_Work item_: Return, in their exact form, the lines that lie between the start of the data below and the line containing "Indicate one point for each instance of the orange", with both ends included.

........

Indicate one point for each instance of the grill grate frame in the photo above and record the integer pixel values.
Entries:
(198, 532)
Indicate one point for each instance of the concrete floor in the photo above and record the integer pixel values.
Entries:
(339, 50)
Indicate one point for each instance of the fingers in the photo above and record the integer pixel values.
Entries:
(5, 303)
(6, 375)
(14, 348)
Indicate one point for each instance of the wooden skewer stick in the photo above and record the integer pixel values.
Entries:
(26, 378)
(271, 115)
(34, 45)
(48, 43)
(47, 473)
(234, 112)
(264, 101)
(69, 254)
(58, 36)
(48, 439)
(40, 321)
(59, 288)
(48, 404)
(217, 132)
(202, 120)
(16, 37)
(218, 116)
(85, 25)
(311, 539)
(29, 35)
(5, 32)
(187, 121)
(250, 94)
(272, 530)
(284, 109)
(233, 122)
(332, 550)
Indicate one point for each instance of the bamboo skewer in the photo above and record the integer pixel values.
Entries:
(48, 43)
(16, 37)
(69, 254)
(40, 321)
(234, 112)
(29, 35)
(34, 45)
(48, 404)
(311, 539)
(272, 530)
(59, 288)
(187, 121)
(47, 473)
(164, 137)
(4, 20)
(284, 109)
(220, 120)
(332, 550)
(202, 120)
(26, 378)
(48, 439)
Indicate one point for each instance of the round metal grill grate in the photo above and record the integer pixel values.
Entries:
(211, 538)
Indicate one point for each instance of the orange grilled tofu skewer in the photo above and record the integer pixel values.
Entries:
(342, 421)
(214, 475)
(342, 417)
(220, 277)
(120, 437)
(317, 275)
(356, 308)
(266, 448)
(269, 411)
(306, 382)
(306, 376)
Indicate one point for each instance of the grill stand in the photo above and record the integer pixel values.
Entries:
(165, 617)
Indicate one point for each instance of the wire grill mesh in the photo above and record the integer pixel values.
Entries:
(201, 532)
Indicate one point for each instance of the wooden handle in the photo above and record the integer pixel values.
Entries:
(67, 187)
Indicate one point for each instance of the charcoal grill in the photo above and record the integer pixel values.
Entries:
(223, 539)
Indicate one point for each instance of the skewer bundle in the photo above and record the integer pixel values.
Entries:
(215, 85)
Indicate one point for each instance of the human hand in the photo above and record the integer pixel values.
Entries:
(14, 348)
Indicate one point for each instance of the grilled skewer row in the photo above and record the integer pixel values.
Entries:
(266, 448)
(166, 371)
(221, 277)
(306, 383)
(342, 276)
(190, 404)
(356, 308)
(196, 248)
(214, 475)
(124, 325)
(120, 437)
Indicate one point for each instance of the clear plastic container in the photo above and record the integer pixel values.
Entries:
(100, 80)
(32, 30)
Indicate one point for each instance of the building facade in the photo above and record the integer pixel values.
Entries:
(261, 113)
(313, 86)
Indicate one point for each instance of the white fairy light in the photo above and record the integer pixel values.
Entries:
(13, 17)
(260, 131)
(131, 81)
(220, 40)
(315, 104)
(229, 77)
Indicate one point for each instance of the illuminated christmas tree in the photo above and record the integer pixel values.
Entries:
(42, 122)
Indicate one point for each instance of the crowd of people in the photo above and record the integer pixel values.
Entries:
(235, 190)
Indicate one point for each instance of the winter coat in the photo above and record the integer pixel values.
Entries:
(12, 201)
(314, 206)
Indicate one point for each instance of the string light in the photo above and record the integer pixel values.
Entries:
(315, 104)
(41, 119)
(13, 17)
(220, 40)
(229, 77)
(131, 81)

........

_Your response_:
Indicate one point for each instance of the grill grate frame in the photo above and record the integer pixel values.
Entries:
(198, 532)
Indicate one point for each instance of the concrete floor in the photo above and record the integer pixel values.
Entries:
(339, 50)
Indicate one point for each instance of the fingers in the photo above and record the integer pixel values.
Entries:
(5, 303)
(6, 375)
(14, 348)
Indicate one point for each instance of the wooden skewer stick in the photo above and record the integer pixel values.
Entries:
(26, 378)
(271, 115)
(34, 45)
(48, 43)
(47, 473)
(234, 112)
(264, 101)
(69, 254)
(58, 36)
(48, 439)
(40, 321)
(59, 288)
(48, 404)
(217, 132)
(202, 120)
(16, 37)
(218, 116)
(85, 25)
(311, 539)
(29, 35)
(5, 32)
(187, 121)
(250, 94)
(272, 530)
(284, 109)
(233, 122)
(332, 550)
Indicate one point for each instance of the bamboo skewer in the photo above and record the integer pixel values.
Entries:
(48, 43)
(16, 37)
(69, 254)
(40, 321)
(234, 112)
(29, 35)
(34, 45)
(48, 404)
(311, 539)
(272, 530)
(59, 288)
(187, 121)
(47, 473)
(164, 137)
(4, 20)
(284, 109)
(220, 120)
(332, 550)
(202, 120)
(26, 378)
(48, 439)
Indicate one point for each instance of the round metal grill grate in the photo above and record the integer pixel values.
Entries:
(211, 538)
Indicate one point for each instance of the orange grilled tofu skewer in the photo above and record the integer pixel values.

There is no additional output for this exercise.